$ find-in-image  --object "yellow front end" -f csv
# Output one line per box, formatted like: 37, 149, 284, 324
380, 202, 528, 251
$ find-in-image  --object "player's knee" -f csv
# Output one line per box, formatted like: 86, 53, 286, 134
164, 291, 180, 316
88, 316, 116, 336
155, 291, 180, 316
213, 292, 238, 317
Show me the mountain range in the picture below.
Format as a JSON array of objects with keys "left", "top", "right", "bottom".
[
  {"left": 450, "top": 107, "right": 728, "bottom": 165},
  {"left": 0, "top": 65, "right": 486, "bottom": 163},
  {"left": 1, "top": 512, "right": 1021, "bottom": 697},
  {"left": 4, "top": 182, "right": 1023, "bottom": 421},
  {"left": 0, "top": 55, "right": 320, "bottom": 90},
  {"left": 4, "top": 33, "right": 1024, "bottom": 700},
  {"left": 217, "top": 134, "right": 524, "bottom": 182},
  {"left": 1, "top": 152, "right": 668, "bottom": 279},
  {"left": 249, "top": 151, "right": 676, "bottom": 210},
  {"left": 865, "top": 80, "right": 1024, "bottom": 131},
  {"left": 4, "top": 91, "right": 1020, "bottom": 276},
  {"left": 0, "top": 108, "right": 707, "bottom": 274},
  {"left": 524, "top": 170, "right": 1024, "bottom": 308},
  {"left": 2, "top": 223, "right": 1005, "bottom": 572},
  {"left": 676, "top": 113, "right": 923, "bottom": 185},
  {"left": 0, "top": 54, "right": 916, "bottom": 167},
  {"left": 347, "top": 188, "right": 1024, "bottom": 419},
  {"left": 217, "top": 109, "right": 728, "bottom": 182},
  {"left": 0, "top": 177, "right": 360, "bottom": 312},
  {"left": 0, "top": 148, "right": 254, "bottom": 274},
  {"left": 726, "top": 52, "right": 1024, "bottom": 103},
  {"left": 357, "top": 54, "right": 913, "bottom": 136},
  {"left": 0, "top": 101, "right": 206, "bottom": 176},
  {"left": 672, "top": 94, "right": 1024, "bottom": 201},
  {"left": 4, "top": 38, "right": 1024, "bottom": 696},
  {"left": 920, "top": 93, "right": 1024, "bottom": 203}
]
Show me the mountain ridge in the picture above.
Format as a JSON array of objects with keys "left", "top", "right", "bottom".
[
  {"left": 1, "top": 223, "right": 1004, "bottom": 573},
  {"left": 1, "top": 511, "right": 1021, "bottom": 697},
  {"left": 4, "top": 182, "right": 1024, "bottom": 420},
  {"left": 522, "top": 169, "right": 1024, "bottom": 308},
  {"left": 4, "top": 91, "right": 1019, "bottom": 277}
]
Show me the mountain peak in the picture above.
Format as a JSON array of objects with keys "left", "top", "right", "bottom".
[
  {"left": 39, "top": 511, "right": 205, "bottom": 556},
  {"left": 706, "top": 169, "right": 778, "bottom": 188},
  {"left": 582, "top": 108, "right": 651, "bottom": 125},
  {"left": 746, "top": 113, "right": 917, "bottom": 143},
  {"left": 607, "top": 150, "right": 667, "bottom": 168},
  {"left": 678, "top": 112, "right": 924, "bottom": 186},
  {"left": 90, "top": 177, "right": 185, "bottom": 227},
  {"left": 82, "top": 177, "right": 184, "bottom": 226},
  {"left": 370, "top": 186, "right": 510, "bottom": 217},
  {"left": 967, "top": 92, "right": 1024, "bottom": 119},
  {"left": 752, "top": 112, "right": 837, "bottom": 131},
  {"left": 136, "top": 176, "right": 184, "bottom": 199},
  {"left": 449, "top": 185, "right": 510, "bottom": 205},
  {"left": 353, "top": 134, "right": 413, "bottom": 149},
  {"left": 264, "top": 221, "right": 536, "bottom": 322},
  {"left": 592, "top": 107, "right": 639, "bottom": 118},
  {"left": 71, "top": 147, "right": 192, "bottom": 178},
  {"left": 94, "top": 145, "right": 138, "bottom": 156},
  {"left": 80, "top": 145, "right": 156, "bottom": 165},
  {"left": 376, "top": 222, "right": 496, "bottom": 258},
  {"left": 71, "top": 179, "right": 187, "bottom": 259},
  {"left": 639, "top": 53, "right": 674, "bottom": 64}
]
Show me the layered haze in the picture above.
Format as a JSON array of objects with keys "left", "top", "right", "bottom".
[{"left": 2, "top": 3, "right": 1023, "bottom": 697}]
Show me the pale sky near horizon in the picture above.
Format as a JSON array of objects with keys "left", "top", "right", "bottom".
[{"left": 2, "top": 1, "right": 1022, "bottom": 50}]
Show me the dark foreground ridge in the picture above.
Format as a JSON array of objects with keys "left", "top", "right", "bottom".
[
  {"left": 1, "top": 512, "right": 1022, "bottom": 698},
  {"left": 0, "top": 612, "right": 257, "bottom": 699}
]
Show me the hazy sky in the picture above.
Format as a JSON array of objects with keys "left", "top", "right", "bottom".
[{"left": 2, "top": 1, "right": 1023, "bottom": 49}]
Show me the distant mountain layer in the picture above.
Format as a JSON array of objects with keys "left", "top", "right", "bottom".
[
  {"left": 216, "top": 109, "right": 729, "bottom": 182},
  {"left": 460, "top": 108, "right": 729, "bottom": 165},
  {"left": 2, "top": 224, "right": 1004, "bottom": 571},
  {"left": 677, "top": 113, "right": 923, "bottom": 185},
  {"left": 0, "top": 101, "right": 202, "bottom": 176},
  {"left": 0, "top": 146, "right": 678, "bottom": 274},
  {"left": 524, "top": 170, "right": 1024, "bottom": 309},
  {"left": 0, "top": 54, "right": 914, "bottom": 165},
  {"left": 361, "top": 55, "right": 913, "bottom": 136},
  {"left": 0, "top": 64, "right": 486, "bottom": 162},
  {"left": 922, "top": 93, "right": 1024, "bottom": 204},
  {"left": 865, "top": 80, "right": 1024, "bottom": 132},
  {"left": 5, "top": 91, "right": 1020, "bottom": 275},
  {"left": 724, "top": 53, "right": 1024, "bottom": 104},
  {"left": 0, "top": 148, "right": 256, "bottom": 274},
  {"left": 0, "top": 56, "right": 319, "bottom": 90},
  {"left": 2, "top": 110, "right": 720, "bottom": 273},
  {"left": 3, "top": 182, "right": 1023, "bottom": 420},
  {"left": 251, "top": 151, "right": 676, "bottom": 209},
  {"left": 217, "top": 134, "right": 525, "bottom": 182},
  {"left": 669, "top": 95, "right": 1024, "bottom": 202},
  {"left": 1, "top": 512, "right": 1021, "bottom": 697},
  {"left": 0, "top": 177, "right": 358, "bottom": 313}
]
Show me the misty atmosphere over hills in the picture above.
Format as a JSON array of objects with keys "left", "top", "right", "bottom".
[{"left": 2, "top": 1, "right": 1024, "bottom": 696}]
---
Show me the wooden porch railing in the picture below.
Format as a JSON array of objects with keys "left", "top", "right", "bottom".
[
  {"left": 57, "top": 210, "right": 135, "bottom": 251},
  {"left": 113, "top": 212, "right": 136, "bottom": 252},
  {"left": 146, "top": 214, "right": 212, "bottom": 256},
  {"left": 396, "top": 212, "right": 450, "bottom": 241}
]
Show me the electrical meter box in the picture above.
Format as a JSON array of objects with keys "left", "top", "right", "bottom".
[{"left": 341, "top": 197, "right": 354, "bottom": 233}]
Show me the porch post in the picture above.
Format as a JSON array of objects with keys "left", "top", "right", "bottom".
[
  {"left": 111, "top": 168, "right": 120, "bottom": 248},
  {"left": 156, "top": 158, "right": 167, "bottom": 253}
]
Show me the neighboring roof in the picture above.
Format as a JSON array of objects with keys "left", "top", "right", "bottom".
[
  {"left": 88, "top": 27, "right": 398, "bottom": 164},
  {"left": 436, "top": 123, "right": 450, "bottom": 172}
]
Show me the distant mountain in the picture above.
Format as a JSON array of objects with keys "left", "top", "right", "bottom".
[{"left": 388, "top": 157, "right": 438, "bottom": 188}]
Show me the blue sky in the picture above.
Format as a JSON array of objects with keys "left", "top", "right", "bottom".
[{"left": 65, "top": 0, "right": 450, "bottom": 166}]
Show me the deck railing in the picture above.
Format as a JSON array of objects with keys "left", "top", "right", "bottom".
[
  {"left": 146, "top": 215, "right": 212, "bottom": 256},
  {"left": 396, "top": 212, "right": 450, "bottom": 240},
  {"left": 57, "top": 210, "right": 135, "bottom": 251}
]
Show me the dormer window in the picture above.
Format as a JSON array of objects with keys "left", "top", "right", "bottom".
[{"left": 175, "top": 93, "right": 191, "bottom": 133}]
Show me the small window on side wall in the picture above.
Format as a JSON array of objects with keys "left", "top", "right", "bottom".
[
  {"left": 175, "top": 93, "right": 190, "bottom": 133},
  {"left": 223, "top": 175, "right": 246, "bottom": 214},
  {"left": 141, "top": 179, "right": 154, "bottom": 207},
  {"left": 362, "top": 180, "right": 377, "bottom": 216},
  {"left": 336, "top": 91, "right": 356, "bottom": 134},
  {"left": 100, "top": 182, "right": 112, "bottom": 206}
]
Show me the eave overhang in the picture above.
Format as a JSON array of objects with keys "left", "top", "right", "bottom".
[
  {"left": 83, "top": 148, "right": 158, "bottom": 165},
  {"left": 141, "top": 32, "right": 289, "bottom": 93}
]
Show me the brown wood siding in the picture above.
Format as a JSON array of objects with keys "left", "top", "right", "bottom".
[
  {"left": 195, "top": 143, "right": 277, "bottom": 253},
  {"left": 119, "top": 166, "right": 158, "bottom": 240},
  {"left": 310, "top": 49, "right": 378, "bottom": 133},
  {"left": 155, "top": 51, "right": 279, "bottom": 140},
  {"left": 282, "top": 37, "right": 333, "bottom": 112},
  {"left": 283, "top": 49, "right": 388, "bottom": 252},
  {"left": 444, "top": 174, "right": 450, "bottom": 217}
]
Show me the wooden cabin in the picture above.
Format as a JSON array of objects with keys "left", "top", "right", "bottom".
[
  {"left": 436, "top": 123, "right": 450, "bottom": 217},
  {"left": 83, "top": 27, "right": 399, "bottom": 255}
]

- **Exercise details**
Scan the entries above for the line containing "Show me the neighboring", and copy it and all lines after it exactly, down to and including the line containing "Show me the small".

- **Solved problem**
Show me the neighboring roof in the picture above.
Format as a JSON array of objects with keys "left", "top", "right", "bottom".
[
  {"left": 88, "top": 27, "right": 398, "bottom": 164},
  {"left": 436, "top": 123, "right": 450, "bottom": 172}
]
Show me the distant mountain in the picture above.
Format as a JSON array of objects with keys "left", "top", "right", "bottom".
[{"left": 388, "top": 157, "right": 438, "bottom": 188}]
Show me the blue sky in the picture above.
Format as a JSON array of objects with keys "left", "top", "right", "bottom".
[{"left": 65, "top": 0, "right": 450, "bottom": 166}]
Show me the deck railing in the picture above.
Format as a JSON array of objects with keys "left", "top", "right", "bottom".
[
  {"left": 146, "top": 215, "right": 212, "bottom": 256},
  {"left": 396, "top": 212, "right": 450, "bottom": 240},
  {"left": 57, "top": 210, "right": 135, "bottom": 251}
]
Show me the dormer window in the picture above.
Format as a JSON array of objects with keys "left", "top", "right", "bottom".
[{"left": 175, "top": 93, "right": 191, "bottom": 133}]
Show me the small window on side wall in the picture above.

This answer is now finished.